White Paper: Why Monitor?
Measuring the audio and video quality has taken on great importance as we communicate and interact with video. The goal of quality assessment (QA) is to assess the quality in agreement with human observers. Considerable research continues to provide solutions to this problem.New video services - IPTV, video on demand (VOD), peer-to-peer (P2P) video streaming – are continuously added to provide customers with more options. What happens if one of these services has poor video quality? Simply identifying that the data was received with errors is not sufficient. We need to define the affect on the video quality, which depends on categorizing the severity placement of the error.
Moreover, the customer knows that he is a video quality expert. If the quality degrades, he will immediately call customer support. A service provider who is not sensitive to this will lose revenue and eventually the customer to their competition. Thus, it is imperative to provide comprehensive video monitoring and analysis capabilities.
This paper will discuss a methodology for evaluating the video quality by comparing 2 points within the network using a Full Reference technique.
Terms Defined
CBR – Constant Bit-Rate Encoding/Compression.DMOS – after comparing the A/V stream to another A/V stream, the video is judge using the Mean Opinion Scale. On this scale, 0 would be perfect.
Full Reference – Evaluating the video quality when you can compare the original to the processed. This method measures the quality difference as opposed to guessing at what the quality should be.
Grooming – Picking programs from multiple MPTS and forming a new MPTS
GS – Guaranteed Service – This refers to a network which allocates space for the streams data rate
Headroom – Encoders are allowed to allocate more bits than the average data rate if the scene is difficult to compress. Headroom refers to pre-allocated extra space just in case this happens
Lossless – the compression algorithm faithfully restores the original audio and video
Lossy – the compression algorithm does not attempt to faithfully restore the original audio and video
MPEG – Moving Pictures Experts Group – the informal name of ISO/IEC JTC1/SC29 WG11 responsible for standardizing MPEGX
MPTS – Multiple programs (streams) are combined together so that they can be sent as one combined stream when a certain data rate has been pre-allocated
PSNR – a metric that compares a set of reference values to a set of processed values usually incorporating the mean-square-error.
Quality of Experience (QoE) – Measuring the quality with respect to what the end user sees and hears.
STB – Set-top Box
VBR – Variable Bit-Rate Encoding/Compression.
VCEG – Visual (Video) Coding Experts Group – the informal name of the Visual Coding Working Party 3 of Study Group 16 of the ITU-T responsible for standardizing H.26X, JPEGX, and JBIG-X.
Video Quality – This will refer to both the image (picture) and the audio (speech).
Background
Most video is digitized and compressed at a data-rate too allow it to be transmitted over existing transmission paths: Satellite, microwave, fiber, and Internet. The only exception is when analog video is still transmitted, but that is going away.The digital video formats defined by VCEQ and MPEG are the de-facto standard for entertainment video. They are popular because
- There are no restrictions on the implementation of the video encoder (compression device).

################

In the white paper on video monitoring, what value counts as perfect on the DMOS scale? The records after this point can be left aside.

################

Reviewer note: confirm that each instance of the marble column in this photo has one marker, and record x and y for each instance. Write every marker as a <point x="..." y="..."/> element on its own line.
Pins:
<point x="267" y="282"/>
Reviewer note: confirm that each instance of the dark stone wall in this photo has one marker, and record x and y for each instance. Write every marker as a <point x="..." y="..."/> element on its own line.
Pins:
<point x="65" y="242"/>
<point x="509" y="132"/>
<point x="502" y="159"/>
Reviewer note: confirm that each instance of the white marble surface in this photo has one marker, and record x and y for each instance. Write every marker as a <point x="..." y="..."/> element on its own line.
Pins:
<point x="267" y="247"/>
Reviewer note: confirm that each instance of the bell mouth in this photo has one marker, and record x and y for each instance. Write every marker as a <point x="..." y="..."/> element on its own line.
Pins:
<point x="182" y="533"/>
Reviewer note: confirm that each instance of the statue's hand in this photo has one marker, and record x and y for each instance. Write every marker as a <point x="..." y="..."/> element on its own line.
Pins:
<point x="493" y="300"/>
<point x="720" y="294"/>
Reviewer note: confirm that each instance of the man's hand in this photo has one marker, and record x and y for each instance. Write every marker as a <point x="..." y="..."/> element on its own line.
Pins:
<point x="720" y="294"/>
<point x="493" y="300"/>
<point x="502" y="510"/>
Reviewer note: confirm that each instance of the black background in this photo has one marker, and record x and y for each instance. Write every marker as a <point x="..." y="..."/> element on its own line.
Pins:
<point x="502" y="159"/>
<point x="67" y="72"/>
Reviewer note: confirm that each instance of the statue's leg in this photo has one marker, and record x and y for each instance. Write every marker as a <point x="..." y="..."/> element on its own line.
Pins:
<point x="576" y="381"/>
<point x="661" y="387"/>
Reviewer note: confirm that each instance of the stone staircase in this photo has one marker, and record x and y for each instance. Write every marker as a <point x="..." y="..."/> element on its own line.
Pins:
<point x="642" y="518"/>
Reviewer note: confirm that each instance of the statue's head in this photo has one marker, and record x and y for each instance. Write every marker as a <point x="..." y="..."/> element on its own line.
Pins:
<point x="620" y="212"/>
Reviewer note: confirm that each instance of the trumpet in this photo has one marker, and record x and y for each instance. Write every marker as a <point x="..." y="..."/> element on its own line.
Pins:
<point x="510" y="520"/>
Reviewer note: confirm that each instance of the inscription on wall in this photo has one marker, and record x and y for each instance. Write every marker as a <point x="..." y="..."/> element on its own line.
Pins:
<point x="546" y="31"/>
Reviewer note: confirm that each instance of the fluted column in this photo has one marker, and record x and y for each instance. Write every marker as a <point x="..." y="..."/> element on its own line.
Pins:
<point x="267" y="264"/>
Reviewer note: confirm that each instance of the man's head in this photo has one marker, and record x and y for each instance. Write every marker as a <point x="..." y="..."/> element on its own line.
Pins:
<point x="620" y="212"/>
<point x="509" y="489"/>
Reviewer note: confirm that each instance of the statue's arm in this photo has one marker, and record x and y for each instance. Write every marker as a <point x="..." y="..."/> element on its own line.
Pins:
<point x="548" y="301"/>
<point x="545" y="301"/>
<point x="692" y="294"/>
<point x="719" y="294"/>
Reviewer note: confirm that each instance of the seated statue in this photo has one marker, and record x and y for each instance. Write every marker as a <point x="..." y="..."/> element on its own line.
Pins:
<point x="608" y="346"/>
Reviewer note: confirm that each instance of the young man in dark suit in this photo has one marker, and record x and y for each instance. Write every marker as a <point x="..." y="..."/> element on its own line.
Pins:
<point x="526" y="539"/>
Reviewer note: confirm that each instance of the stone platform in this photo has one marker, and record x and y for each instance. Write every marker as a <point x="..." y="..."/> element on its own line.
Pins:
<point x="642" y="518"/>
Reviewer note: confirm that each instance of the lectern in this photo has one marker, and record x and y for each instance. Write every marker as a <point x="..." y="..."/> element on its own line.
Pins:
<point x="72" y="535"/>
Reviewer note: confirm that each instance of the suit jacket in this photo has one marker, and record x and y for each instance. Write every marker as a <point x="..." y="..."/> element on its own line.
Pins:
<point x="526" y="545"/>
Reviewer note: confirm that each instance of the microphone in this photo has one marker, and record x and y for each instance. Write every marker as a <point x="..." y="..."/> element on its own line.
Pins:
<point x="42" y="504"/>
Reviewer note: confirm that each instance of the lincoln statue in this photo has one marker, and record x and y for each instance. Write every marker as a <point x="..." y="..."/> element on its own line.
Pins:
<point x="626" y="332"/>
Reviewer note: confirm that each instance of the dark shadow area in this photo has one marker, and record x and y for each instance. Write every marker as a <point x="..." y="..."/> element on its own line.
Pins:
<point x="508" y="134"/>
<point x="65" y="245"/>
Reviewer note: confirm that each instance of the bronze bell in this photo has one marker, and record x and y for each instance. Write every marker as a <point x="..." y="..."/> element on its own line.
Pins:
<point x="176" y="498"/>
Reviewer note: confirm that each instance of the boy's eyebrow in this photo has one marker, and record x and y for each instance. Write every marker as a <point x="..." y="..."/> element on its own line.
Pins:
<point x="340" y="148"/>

################

• [FINAL ANSWER]
A value of 0 counts as perfect.